§ **Raw records**:
— START —
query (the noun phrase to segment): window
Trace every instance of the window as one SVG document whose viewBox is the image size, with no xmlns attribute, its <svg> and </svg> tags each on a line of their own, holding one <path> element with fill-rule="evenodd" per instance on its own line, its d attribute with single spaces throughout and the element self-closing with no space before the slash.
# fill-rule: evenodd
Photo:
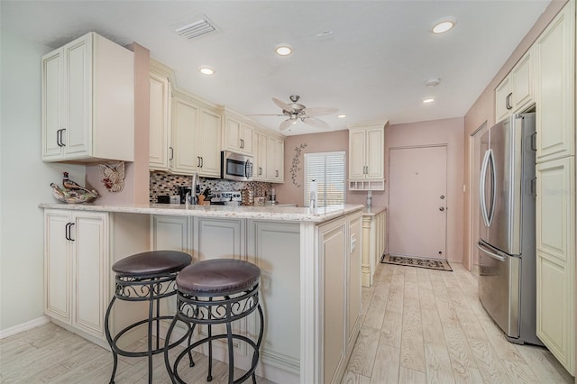
<svg viewBox="0 0 577 384">
<path fill-rule="evenodd" d="M 310 202 L 310 182 L 316 181 L 317 206 L 345 203 L 344 152 L 305 153 L 305 206 Z"/>
</svg>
— END —
§ **The request**:
Rescale the rows above by repeating every line, requests included, with each number in the answers (the viewBox values and the path coordinates) multiplied by 2.05 and rounded to a whole number, halves rounding up. Leave the pictures out.

§ **Solution**:
query (the noun phrase to segment): window
Trace every instance of the window as one SVG document whose viewBox is the image size, with no xmlns attribute, its <svg> and </svg> tags each on a line of their own, holding one <path> element with fill-rule="evenodd" per instance on its own line, its d attribute with single spaces throughout and the element self-closing with no space before the slash.
# fill-rule: evenodd
Photo:
<svg viewBox="0 0 1183 787">
<path fill-rule="evenodd" d="M 636 414 L 636 373 L 648 371 L 650 422 L 707 416 L 705 312 L 625 314 L 625 422 Z"/>
</svg>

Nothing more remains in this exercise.